§ The problem: Your response should consist of the lines below, printed exactly.

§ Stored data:
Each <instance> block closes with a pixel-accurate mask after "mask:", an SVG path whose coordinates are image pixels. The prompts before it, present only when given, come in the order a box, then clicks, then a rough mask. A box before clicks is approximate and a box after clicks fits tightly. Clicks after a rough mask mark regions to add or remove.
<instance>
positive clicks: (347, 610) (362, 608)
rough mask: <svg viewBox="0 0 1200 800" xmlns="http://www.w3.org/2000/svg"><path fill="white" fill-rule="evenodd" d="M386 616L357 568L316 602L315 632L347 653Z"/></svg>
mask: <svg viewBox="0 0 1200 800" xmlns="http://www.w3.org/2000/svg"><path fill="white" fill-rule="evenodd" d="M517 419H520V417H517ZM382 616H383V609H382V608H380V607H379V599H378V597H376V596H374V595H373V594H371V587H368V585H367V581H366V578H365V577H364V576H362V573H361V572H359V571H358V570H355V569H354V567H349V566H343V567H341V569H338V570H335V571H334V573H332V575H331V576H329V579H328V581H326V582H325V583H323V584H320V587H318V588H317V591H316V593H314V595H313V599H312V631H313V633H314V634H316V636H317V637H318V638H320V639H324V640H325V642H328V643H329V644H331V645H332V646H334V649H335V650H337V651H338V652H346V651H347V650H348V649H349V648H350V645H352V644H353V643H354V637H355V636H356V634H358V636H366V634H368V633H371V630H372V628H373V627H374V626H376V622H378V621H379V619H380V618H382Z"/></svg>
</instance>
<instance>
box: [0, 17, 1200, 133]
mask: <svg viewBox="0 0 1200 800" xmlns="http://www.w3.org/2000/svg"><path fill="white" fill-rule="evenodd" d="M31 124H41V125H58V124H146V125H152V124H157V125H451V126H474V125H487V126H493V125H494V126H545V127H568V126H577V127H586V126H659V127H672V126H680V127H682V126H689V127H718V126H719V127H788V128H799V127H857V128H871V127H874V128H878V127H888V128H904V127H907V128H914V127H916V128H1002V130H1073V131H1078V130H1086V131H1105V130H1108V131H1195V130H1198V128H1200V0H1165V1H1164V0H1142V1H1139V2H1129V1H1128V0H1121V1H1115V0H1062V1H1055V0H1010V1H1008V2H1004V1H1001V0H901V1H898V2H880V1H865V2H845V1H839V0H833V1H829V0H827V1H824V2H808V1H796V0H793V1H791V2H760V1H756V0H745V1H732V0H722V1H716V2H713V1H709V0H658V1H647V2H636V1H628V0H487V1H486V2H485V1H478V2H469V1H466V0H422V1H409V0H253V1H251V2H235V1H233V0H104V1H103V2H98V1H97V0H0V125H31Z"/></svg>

§ Expected output:
Each <instance> block closes with a pixel-accurate mask after "mask:", an SVG path whose coordinates are image pixels. The prompts before it, present only when given, come in the order a box, then clicks, then a rough mask. A box before clicks is approximate and a box after clicks fits tightly. Clicks after a rough mask mark regions to add or remove.
<instance>
positive clicks: (347, 610) (362, 608)
rough mask: <svg viewBox="0 0 1200 800" xmlns="http://www.w3.org/2000/svg"><path fill="white" fill-rule="evenodd" d="M386 616L357 568L316 602L315 632L347 653Z"/></svg>
mask: <svg viewBox="0 0 1200 800" xmlns="http://www.w3.org/2000/svg"><path fill="white" fill-rule="evenodd" d="M517 419H520V417H517ZM382 616H383V609H382V608H380V607H379V599H378V597H376V596H374V595H373V594H371V587H368V585H367V581H366V578H365V577H364V576H362V573H361V572H359V571H358V570H355V569H354V567H349V566H343V567H341V569H338V570H335V571H334V573H332V575H331V576H329V579H328V581H326V582H325V583H323V584H320V587H318V588H317V591H316V593H314V595H313V599H312V631H313V633H314V634H316V636H317V637H318V638H320V639H324V640H325V642H328V643H329V644H331V645H332V646H334V649H335V650H337V651H338V652H346V651H347V650H348V649H349V648H350V645H352V644H353V643H354V637H355V636H356V634H358V636H366V634H368V633H371V630H372V628H373V627H374V626H376V622H378V621H379V619H380V618H382Z"/></svg>
</instance>
<instance>
box: [0, 17, 1200, 133]
mask: <svg viewBox="0 0 1200 800" xmlns="http://www.w3.org/2000/svg"><path fill="white" fill-rule="evenodd" d="M31 124H41V125H58V124H146V125H152V124H157V125H451V126H474V125H487V126H493V125H494V126H545V127H568V126H577V127H586V126H659V127H672V126H680V127H682V126H689V127H718V126H719V127H788V128H799V127H857V128H871V127H874V128H878V127H888V128H904V127H907V128H914V127H916V128H1002V130H1073V131H1078V130H1086V131H1105V130H1108V131H1195V130H1198V128H1200V0H1165V1H1164V0H1142V1H1139V2H1129V1H1128V0H1121V1H1115V0H1062V1H1055V0H1010V1H1008V2H1004V1H1001V0H901V1H898V2H880V1H865V2H845V1H839V0H833V1H829V0H827V1H824V2H808V1H796V0H793V1H791V2H760V1H756V0H745V1H732V0H722V1H716V2H713V1H709V0H658V1H647V2H636V1H628V0H487V1H486V2H485V1H478V2H469V1H466V0H422V1H409V0H253V1H251V2H235V1H233V0H104V1H103V2H98V1H97V0H0V125H31Z"/></svg>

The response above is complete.